---------- Reading text

The Traditional Catholic and 12-Step Programs, Part 2

I’ve divided this out into 16 parts in order to keep each post to a reasonable length and allow me to really think about each part.

Traditional Catholic and Twelve Step Programs
by Sean Romer
as written for the Angelus magazine, September 2002

TREATING ALCOHOLISM
Alcoholism deprives a man of control over his life by destroying his peace of mind, his body, and his spirit. The will to live is diminished, hope is poisoned by despair, and the world becomes a joyless place. An alcoholic feels alone and trapped: though he may have been guilty of irresponsibility and gluttony early in his drinking career, at the advanced stages he no longer exercises free will-he is effectively enslaved by the bottle. Such a man sees little prospect for improvement after experiencing many drunken episodes followed by failed efforts to control or stop his drinking.

--------------------
---------- Data for review

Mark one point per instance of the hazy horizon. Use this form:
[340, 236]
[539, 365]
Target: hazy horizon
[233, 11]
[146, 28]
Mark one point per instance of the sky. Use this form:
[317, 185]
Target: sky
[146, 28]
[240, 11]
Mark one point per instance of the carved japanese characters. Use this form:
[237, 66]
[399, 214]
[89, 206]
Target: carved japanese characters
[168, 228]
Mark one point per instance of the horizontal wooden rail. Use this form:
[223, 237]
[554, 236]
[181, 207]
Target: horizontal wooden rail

--------------------
---------- Data for review

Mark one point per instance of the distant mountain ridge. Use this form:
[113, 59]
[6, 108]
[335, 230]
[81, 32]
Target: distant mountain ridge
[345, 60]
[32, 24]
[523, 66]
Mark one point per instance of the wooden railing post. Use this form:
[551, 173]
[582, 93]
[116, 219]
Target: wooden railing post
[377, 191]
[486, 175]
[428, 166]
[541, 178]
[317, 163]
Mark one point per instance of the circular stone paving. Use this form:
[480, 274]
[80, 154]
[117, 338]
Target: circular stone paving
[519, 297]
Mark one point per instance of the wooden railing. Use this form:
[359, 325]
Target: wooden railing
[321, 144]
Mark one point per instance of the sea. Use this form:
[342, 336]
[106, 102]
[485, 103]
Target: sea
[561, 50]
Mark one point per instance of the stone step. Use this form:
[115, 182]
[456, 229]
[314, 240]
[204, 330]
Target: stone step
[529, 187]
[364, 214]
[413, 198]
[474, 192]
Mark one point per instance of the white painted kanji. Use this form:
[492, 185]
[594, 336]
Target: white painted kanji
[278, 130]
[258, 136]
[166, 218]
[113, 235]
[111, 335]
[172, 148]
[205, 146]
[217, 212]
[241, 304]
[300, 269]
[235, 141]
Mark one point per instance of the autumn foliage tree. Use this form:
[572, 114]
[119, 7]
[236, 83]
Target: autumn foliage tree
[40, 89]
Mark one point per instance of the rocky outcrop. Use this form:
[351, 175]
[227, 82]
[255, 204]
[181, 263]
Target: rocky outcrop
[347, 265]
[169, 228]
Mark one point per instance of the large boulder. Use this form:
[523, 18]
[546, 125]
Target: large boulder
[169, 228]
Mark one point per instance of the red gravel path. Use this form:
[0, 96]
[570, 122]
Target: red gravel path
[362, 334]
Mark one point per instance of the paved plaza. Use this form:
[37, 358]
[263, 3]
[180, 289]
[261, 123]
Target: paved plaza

--------------------

*Activity list*.
A. Reproduce the passage of the text on Catholics and 12-step programs starting with "Traditional Catholic and Twelve" and going on through "stop his drinking.".
B. According to the text on Catholics and 12-step programs, for which magazine and issue was Sean Romer's piece written?

*Solutions to each task*.
A.
Traditional Catholic and Twelve Step Programs
by Sean Romer
as written for the Angelus magazine, September 2002

TREATING ALCOHOLISM
Alcoholism deprives a man of control over his life by destroying his peace of mind, his body, and his spirit. The will to live is diminished, hope is poisoned by despair, and the world becomes a joyless place. An alcoholic feels alone and trapped: though he may have been guilty of irresponsibility and gluttony early in his drinking career, at the advanced stages he no longer exercises free will-he is effectively enslaved by the bottle. Such a man sees little prospect for improvement after experiencing many drunken episodes followed by failed efforts to control or stop his drinking.

B. The Angelus magazine, September 2002.